Only the lines from the one containing "Each instance receives one point. Mark the wheat stalk" through the end of the material are to be echoed, each exactly as it appears.

++++ Data to process ++++

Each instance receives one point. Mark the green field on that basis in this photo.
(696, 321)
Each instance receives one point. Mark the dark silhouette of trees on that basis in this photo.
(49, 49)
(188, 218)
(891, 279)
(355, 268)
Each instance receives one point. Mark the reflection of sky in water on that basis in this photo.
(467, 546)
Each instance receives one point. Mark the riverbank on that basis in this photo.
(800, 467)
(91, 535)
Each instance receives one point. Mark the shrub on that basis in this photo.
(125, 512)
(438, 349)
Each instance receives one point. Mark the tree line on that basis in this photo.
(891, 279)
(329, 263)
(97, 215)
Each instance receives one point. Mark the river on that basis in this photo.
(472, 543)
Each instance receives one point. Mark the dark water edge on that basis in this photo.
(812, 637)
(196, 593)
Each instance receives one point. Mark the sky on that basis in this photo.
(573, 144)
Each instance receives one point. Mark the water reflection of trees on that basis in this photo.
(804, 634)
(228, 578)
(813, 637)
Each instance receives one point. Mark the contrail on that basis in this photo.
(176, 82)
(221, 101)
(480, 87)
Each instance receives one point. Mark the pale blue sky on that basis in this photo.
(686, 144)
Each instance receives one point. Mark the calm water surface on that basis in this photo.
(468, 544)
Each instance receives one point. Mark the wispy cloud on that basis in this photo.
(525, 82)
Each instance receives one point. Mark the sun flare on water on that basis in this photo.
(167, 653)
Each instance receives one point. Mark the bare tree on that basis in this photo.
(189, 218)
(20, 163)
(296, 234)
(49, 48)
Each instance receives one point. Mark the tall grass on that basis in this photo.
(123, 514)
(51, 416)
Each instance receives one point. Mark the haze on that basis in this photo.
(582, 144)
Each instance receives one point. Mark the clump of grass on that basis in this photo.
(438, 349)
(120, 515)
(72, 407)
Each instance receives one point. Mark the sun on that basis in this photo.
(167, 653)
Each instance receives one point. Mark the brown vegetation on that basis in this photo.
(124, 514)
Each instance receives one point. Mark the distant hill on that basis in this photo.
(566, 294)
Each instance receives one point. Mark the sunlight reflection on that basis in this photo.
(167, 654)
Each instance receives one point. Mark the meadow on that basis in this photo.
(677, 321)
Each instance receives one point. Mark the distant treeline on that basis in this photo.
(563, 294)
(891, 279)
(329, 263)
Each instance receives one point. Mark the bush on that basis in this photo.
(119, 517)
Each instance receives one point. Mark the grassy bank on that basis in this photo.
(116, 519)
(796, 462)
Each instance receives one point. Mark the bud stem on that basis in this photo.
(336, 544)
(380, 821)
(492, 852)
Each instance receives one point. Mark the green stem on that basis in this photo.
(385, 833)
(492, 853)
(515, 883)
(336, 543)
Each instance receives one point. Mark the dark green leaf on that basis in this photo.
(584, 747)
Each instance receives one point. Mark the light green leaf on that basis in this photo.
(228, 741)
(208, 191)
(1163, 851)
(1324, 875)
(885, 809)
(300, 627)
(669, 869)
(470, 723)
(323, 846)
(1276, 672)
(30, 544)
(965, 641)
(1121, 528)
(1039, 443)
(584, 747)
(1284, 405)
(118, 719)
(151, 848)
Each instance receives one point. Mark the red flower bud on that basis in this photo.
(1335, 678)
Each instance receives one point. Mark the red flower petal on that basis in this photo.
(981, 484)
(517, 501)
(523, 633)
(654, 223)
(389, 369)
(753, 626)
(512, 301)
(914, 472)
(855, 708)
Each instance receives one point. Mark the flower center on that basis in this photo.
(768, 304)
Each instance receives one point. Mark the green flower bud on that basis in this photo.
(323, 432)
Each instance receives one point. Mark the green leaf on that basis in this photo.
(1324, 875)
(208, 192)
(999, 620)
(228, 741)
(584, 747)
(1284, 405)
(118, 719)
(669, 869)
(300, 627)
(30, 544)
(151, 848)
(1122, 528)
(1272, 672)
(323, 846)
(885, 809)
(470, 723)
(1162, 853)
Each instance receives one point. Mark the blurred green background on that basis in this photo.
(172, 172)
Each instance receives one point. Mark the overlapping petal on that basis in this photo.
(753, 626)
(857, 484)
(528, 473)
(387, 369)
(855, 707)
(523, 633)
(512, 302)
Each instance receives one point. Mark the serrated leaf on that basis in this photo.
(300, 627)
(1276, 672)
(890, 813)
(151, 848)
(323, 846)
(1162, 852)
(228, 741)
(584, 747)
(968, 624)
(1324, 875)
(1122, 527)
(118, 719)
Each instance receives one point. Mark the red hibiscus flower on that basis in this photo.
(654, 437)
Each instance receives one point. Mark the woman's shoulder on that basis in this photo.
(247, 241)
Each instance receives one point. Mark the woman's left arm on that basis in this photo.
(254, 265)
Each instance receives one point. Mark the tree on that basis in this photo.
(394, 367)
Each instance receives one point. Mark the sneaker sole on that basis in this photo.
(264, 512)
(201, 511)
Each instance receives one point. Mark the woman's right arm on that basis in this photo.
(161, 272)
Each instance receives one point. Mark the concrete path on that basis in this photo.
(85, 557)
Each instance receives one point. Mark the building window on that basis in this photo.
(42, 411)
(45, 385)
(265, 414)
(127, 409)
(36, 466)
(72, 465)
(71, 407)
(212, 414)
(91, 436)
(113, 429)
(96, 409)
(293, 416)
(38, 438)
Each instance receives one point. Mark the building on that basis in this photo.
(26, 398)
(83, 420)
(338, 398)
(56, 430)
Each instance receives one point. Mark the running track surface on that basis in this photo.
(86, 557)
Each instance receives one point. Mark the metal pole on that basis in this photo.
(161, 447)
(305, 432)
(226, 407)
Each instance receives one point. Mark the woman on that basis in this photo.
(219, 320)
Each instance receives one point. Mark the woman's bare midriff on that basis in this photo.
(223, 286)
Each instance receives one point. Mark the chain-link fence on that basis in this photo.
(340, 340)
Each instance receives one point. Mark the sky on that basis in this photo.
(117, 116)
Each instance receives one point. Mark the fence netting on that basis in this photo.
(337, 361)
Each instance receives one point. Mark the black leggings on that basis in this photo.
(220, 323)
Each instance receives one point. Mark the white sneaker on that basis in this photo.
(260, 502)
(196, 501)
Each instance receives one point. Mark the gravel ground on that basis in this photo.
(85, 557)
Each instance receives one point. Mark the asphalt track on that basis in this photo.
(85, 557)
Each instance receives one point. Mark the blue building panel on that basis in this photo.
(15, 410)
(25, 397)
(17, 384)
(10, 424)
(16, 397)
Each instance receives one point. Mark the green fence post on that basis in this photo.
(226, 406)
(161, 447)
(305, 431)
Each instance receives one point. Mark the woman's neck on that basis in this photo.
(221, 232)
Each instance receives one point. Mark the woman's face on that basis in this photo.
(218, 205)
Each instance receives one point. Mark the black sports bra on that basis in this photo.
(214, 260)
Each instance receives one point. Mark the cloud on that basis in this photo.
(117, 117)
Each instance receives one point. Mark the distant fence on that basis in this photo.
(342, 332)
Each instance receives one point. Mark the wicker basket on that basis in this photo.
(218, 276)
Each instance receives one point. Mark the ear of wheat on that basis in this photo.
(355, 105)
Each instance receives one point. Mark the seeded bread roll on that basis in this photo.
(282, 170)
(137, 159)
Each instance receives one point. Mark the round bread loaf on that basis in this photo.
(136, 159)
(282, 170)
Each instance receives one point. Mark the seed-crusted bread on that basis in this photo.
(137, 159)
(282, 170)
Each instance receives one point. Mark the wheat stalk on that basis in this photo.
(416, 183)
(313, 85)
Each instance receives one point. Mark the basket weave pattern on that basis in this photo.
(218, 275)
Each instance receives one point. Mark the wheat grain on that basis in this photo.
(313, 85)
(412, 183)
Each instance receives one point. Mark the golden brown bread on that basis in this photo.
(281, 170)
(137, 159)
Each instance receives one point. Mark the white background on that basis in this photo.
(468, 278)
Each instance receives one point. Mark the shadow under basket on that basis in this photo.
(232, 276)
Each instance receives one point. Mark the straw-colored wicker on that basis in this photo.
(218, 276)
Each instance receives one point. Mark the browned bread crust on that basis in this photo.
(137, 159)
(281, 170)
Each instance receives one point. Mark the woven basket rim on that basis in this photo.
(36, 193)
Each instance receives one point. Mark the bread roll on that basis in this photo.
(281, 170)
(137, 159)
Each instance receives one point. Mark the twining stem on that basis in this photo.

++++

Expected answer —
Each instance receives one point. Mark the wheat stalk on that basis in this photo.
(416, 183)
(313, 85)
Each instance receives one point. Mark the basket weave pattern on that basis in this photo.
(218, 275)
Each instance receives one point. Mark the wheat grain on that basis in this photo.
(313, 85)
(412, 183)
Each instance receives one point. Mark the golden brown bread on that basis in this photo.
(281, 170)
(137, 159)
Each instance receives one point. Mark the white background on that basis in this photo.
(468, 278)
Each instance receives one point. Mark the shadow under basket on that basis in this photo.
(232, 276)
Each instance receives one point. Mark the straw-colored wicker on that basis in this photo.
(218, 276)
Each instance receives one point. Mark the browned bread crust on that basis in this photo.
(137, 159)
(281, 170)
Each instance receives one point. Mark the woven basket rim on that basis in this photo.
(36, 193)
Each instance receives one point. Mark the bread roll on that basis in this photo.
(281, 170)
(137, 159)
Each instance receives one point. Mark the twining stem on that basis in this photo.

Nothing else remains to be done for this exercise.